The entries below are to be written out again without alteration.

======== DATA TO PROCESS

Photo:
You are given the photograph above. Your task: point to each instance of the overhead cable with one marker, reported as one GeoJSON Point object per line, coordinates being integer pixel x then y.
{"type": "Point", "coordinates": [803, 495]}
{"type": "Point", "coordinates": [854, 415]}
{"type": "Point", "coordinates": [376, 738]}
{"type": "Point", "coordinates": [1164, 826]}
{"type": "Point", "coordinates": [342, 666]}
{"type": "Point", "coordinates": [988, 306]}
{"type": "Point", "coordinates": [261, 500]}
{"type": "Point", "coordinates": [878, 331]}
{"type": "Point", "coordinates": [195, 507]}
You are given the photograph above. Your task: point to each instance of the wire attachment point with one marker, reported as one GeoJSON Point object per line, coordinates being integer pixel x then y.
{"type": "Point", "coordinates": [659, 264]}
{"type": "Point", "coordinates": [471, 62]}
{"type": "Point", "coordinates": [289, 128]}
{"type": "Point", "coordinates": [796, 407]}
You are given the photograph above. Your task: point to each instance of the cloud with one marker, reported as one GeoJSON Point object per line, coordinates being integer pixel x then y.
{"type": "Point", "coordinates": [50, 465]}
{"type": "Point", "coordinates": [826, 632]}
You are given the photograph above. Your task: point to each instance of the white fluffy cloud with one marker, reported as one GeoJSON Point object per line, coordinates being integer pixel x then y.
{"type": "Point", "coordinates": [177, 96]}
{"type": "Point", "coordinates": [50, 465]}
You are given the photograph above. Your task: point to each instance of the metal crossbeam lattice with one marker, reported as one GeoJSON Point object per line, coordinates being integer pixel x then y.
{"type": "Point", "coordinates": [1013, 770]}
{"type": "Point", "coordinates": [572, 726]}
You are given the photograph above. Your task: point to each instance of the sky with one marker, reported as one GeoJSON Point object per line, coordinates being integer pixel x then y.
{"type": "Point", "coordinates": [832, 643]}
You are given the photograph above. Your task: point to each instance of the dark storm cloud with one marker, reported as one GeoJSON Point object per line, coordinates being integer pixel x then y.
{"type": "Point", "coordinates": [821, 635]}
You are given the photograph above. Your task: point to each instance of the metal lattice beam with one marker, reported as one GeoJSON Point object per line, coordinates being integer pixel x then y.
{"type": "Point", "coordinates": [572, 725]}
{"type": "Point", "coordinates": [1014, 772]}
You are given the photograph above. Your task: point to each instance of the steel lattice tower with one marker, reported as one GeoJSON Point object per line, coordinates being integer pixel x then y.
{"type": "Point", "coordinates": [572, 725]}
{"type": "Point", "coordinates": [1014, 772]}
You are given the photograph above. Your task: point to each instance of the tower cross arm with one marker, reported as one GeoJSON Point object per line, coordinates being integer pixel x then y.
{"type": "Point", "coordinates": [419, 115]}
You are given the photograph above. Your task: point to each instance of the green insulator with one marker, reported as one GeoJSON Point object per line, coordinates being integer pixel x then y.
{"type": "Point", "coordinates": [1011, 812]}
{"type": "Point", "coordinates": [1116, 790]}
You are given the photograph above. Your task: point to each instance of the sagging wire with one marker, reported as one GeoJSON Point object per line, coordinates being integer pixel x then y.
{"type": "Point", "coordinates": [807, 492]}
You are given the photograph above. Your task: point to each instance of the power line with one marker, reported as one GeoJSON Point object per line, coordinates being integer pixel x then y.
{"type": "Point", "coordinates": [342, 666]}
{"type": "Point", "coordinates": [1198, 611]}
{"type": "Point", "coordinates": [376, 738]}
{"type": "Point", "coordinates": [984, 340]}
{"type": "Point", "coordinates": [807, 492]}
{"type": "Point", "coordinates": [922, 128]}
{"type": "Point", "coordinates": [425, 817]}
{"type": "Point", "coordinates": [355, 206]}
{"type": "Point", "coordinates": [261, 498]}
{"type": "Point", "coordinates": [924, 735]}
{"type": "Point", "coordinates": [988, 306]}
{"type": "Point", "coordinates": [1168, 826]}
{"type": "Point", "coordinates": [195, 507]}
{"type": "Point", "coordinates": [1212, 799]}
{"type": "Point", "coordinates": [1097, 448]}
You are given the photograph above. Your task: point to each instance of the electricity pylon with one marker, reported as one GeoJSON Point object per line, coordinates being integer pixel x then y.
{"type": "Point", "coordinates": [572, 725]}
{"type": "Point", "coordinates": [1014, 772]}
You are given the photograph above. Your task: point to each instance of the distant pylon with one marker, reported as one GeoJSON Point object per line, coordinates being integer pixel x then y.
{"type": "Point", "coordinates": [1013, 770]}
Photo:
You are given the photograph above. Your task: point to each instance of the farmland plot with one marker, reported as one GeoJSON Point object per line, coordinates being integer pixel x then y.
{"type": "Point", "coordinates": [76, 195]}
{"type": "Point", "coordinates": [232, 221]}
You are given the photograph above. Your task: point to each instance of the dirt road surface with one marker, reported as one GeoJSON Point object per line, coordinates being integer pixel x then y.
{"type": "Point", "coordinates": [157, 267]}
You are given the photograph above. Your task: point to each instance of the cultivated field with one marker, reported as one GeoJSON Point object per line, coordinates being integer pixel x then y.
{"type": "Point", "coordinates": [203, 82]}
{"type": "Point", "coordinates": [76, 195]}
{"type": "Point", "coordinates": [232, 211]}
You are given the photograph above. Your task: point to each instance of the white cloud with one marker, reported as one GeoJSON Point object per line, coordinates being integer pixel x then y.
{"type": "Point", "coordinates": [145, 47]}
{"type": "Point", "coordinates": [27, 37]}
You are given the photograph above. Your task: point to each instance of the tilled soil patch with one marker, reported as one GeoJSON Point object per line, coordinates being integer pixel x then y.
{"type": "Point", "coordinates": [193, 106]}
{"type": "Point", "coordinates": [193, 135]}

================

● **TASK RESULT**:
Photo:
You are given the photograph above. Your task: point to each instance of the overhead cable with one marker, reported as one GeoJSON Point object per line, coordinates being integer pixel x then y.
{"type": "Point", "coordinates": [803, 495]}
{"type": "Point", "coordinates": [854, 415]}
{"type": "Point", "coordinates": [376, 738]}
{"type": "Point", "coordinates": [1164, 826]}
{"type": "Point", "coordinates": [342, 666]}
{"type": "Point", "coordinates": [988, 306]}
{"type": "Point", "coordinates": [261, 500]}
{"type": "Point", "coordinates": [878, 331]}
{"type": "Point", "coordinates": [195, 507]}
You are given the photograph above. Your task: point to each instance of the wire attachment point with one marker, reported as one GeoJSON Point object per line, coordinates being integer pixel x then y.
{"type": "Point", "coordinates": [659, 264]}
{"type": "Point", "coordinates": [471, 62]}
{"type": "Point", "coordinates": [289, 128]}
{"type": "Point", "coordinates": [796, 407]}
You are given the photograph above. Your task: point to each instance of the cloud with one marker, reported as one GeoJSON Point object per line, coordinates being integer pixel x then y.
{"type": "Point", "coordinates": [50, 465]}
{"type": "Point", "coordinates": [826, 632]}
You are given the photograph above. Your task: point to each instance of the white fluffy cloud with one marker, reported as one GeoJSON Point object per line, coordinates being integer pixel x then y.
{"type": "Point", "coordinates": [177, 96]}
{"type": "Point", "coordinates": [50, 465]}
You are given the photograph above. Your task: point to each instance of the metal crossbeam lattice with one marker, reported as one GeoJSON Point object per line, coordinates being integer pixel x then y.
{"type": "Point", "coordinates": [1013, 770]}
{"type": "Point", "coordinates": [572, 726]}
You are given the photograph above. Your task: point to each instance of the sky with one marker, reported as one GeoJSON Point object per line, coordinates being integer pixel x then y.
{"type": "Point", "coordinates": [832, 643]}
You are given the photograph above. Your task: point to each instance of the dark storm cloud with one marker, reported as one GeoJSON Point object per line, coordinates being integer pixel x then y.
{"type": "Point", "coordinates": [821, 635]}
You are given the photograph above. Your task: point to each instance of the metal lattice beam with one marker, reported as one GeoJSON Point object per line, coordinates being integer pixel x then y.
{"type": "Point", "coordinates": [572, 725]}
{"type": "Point", "coordinates": [1014, 772]}
You are given the photograph above. Your task: point to each instance of the steel lattice tower with one marker, reported as one GeoJSON Point object per line, coordinates being integer pixel x then y.
{"type": "Point", "coordinates": [572, 725]}
{"type": "Point", "coordinates": [1014, 772]}
You are given the photograph above. Your task: point to each instance of the tower cross arm with one marker, reported as one GeoJSON Point object per line, coordinates being integer pixel x then y.
{"type": "Point", "coordinates": [419, 115]}
You are given the photograph above. Your task: point to each instance of the green insulator with one marker, reported as one GeoJSON Point object per line, coordinates being integer pixel x then y.
{"type": "Point", "coordinates": [1011, 812]}
{"type": "Point", "coordinates": [1116, 790]}
You are given the photograph above. Your task: point to each instance of the sagging wire with one marker, reported as one GeoJSON Point object per line, coordinates being integer pixel x then y.
{"type": "Point", "coordinates": [807, 492]}
You are given the photograph above. Your task: point to each instance of the power line with one marker, reported as one GeoJSON Point object per line, coordinates being integer pixel x then y.
{"type": "Point", "coordinates": [342, 666]}
{"type": "Point", "coordinates": [1198, 611]}
{"type": "Point", "coordinates": [376, 738]}
{"type": "Point", "coordinates": [984, 340]}
{"type": "Point", "coordinates": [807, 492]}
{"type": "Point", "coordinates": [922, 128]}
{"type": "Point", "coordinates": [425, 817]}
{"type": "Point", "coordinates": [355, 206]}
{"type": "Point", "coordinates": [261, 498]}
{"type": "Point", "coordinates": [924, 735]}
{"type": "Point", "coordinates": [988, 306]}
{"type": "Point", "coordinates": [1168, 826]}
{"type": "Point", "coordinates": [195, 507]}
{"type": "Point", "coordinates": [1212, 799]}
{"type": "Point", "coordinates": [1097, 448]}
You are given the photograph above. Your task: point to each instance of the electricity pylon with one marker, reported as one GeoJSON Point object per line, coordinates being integer pixel x then y.
{"type": "Point", "coordinates": [572, 725]}
{"type": "Point", "coordinates": [1014, 772]}
You are given the photograph above. Your task: point to each instance of the distant pylon with one marker, reported as one GeoJSON Point object per line, coordinates being integer pixel x then y.
{"type": "Point", "coordinates": [1013, 770]}
Photo:
You are given the photograph above. Your task: point to each instance of the farmland plot with one marker, reported as one GeoJSON Point object per line, coordinates being integer pixel x then y.
{"type": "Point", "coordinates": [76, 195]}
{"type": "Point", "coordinates": [232, 221]}
You are given the photograph above. Your task: point to each instance of the dirt road surface with one marker, reported as one GeoJSON Point object per line, coordinates being integer pixel x then y.
{"type": "Point", "coordinates": [157, 267]}
You are given the photograph above. Your task: point to each instance of the cultivated field with one marker, reported as one GeoJSON Point object per line, coordinates being integer pixel x then y.
{"type": "Point", "coordinates": [203, 82]}
{"type": "Point", "coordinates": [76, 195]}
{"type": "Point", "coordinates": [232, 211]}
You are given the photograph above. Your task: point to each instance of the white cloud with one marker, reported as one GeoJSON Point object per line, coordinates being integer pixel x then y.
{"type": "Point", "coordinates": [145, 47]}
{"type": "Point", "coordinates": [27, 37]}
You are given the photograph above. Your task: point to each instance of the tilled soil patch with one marker, reported as one GeoJSON Point object per line, coordinates being integer pixel x then y.
{"type": "Point", "coordinates": [193, 106]}
{"type": "Point", "coordinates": [193, 135]}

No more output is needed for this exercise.